> [Lista de exercícios]
- A) Liste todos os nomes próprios que aparecem no texto sobre compaixão, sem repetir nenhum.
- B) Por favor, dê sequência ao texto sobre compaixão a partir da última frase, no mesmo tom.

> [Trecho de origem]
= = = = =

Cada violência é uma injustiça. O foco do ódio e da violência não pode ser extinto acrescentando mais ódio e violência. O único antídoto contra a violência é a compaixão. E do que é feita a compaixão? É feita de compreensão. Quando não há compreensão, como podemos sentir compaixão, como podemos começar a aliviar o grande sofrimento que temos diante dos nossos olhos? A compreensão é a verdadeira base sobre a qual construímos a nossa compaixão.

Como podemos chegar à compreensão e o discernimento necessários para nos guiar através destes momentos de imenso desafio que estamos enfrentando agora nos Estados Unidos? Para sentir compaixão precisamos encontrar meios de comunicação que nos permitam escutar aqueles que estão invocando a nossa compreensão de forma tão desesperada – porque um tal ato de violência é um pedido desesperado de atenção e de ajuda.

Como escutar de um jeito calmo e claro, de tal forma que não mate de antemão as possibilidades de desenvolvimento da compreensão? Precisamos avaliar esta situação como nação: como podemos desenvolver condições tais que permitam que se verifique a escuta profunda, de forma que a nossa resposta à situação possa surgir da calma e da clareza da nossa mente. A clareza é um grande oferecimento que podemos fazer neste momento.

Tem pessoas que só querem uma coisa: vingança. Nas escrituras budistas, o Buda diz que respondendo ao ódio com o ódio só se obtém um aumento do ódio. Mas se usarmos a compaixão para abraçar aqueles que nos prejudicaram, seria um passo importante para desativar as bombas que estão nos nossos corações e nos deles.

Mas como fazer brotar uma gota de compaixão que possa apagar o fogo do ódio? Sabe, a compaixão não se vende no supermercado. Se vendessem a compaixão, só teríamos que levá-la para casa e teríamos resolvido o problema do ódio e da violência no mundo muito facilmente. Mas a compaixão só pode ser produzida no nosso coração graças à prática.

Os Estados Unidos estão ardendo nas chamas do ódio. É por isso que precisamos dizer aos nossos amigos cristãos: “vocês são os filhos de Cristo”. Precisam voltar para vocês mesmos e olhar profundamente e descobrirão porquê esta violência aconteceu.

= = = = =

> [Dados armazenados]
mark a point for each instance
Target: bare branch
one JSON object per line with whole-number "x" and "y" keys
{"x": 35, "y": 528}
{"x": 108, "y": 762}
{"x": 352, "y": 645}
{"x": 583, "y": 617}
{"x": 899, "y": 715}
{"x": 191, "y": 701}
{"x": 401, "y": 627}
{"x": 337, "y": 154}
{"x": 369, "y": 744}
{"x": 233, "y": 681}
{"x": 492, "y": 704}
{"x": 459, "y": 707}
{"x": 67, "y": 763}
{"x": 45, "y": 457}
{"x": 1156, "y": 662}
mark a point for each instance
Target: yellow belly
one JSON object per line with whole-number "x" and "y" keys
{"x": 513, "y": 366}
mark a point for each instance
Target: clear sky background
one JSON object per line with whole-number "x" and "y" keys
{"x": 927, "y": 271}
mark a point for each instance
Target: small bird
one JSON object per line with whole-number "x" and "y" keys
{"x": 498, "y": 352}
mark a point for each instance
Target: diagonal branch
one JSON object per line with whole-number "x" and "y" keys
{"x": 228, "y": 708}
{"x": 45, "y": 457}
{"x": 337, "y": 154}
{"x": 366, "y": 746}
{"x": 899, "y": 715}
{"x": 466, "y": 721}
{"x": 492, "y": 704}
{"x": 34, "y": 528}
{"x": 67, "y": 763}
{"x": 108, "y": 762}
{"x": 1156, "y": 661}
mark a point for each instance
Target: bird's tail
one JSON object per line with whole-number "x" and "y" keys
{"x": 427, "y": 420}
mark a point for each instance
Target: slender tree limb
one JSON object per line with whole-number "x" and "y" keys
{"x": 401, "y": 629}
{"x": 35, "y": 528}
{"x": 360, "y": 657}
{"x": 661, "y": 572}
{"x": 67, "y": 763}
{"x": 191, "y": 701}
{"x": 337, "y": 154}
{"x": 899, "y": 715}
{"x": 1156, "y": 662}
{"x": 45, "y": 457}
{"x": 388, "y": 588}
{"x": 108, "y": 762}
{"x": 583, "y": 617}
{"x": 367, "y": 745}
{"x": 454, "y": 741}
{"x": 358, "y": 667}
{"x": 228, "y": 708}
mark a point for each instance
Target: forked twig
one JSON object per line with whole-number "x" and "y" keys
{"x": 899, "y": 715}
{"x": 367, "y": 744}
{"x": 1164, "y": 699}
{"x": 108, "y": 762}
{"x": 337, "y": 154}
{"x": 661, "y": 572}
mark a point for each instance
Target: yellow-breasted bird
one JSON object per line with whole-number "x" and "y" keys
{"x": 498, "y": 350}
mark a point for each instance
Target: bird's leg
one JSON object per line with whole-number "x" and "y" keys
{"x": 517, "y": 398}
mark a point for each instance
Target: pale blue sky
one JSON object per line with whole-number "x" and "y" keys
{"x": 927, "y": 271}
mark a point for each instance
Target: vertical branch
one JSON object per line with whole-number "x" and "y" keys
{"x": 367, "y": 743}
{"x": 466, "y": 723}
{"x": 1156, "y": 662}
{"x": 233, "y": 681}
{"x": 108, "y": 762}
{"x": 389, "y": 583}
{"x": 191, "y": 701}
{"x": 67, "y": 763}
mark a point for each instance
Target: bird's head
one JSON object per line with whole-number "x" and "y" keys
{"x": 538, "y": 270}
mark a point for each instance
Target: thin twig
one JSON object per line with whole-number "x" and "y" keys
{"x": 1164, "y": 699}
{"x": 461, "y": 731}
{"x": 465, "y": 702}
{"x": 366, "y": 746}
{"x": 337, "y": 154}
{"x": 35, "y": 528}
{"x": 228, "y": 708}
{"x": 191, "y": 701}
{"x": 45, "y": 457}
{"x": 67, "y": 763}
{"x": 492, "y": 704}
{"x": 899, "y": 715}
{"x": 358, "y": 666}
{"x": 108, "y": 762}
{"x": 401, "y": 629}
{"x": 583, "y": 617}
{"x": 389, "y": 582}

= = = = =

> [Respostas]
- A)
Estados Unidos
Buda
Cristo

- B)
Porquê há tanto ódio? O que tem debaixo de toda esta violência? Porquê odeiam até o ponto de chegar a sacrificar as suas próprias vidas e infligir um sofrimento tão grande a outras pessoas? Porquê estes rapazes novos, cheios de vitalidade e de força, escolheram perder a própria vida, cometer uma tal violência? É isso que precisamos entender.

Precisamos encontrar uma forma de parar a violência, claro. Se for o caso, precisamos colocar os responsáveis na prisão. Mas o importante é olhar profundamente e perguntar: “Porquê isso ocorreu? Que responsabilidades temos nós pelo que aconteceu?”. Talvez eles nos entendam mal. Mas o que é que os levou a um nível tal de incompreensão que nos odeiam tanto?

O método do Buda é olhar profundamente para ver a fonte do sofrimento; a fonte da violência. Se dentro de nós há violência, qualquer ação pode fazer explodir esta violência. A energia do ódio e da violência pode ser muito grande e quando a vemos em outras pessoas sentimos por elas. Quando sentimos por elas, a gota da compaixão brotou nos nossos corações e nos sentimos muito mais felizes e em paz com nós mesmos. Esta empatia produz o néctar da compaixão dentro de nós.

Você vai para um mosteiro justamente para aprender a fazer isso, para que sempre que sofrer e estiver com raiva saiba como olhar profundamente, para que a lágrima da compaixão possa brotar do seu coração e expulsar a febre da raiva. Só a lágrima da compaixão pode afastar as chamas do ódio.

Precisamos olhar profundamente e com honestidade para a nossa situação atual. Se formos capazes de ver as fontes do sofrimento em nós mesmos e nos outros, poderemos começar a inverter o ciclo do ódio e da violência. Quando a nossa casa estiver pegando fogo, precisamos antes de mais nada apagar o fogo e depois procurar as causas. Do mesmo jeito, se primeiro apagarmos a raiva e o ódio no nosso coração, teremos a possibilidade de analisar a situação profundamente, com clareza e discernimento para determinar todas as causas e condições que contribuíram para o ódio e a violência que estamos experimentando dentro de nós mesmos de no nosso mundo.

Acredita na existência do Mal? E, se for assim, consideraria os terroristas pessoas malvadas?

O Mal existe. Deus também existe. O Mal e Deus são as nossas duas caras. Deus é esta grande compreensão, este grande amor dentro de nós. É o que é chamado também de Buda, a mente iluminada que é capaz de enxergar além da ignorância.

O que é o Mal? É quando a cara de Deus, a cara do Buda dentro de nós está escondida. Corresponde a nós escolher se o lado do Mal predomina ou se o lado de Deus e do Buda resplandece. Mas mesmo se o lado da grande ignorância, do Mal, em um determinado momento possa manifestar-se de forma mais intensa, isto não significa que Deus não esteja lá.

Na Bíblia isso é dito claramente: “Perdoa-lhes porque não sabem o que fazem”. Isto significa que um ato malvado é um ato de grande ignorância e incompreensão. Talvez haja muitas percepções erradas por trás de um ato malvado; precisamos entender que a ignorância e a incompreensão são as raízes do mal. Cada ser humano contém dentro de si todos os elementos de uma grande compreensão, de uma grande compaixão e também ignorância, ódio e violência.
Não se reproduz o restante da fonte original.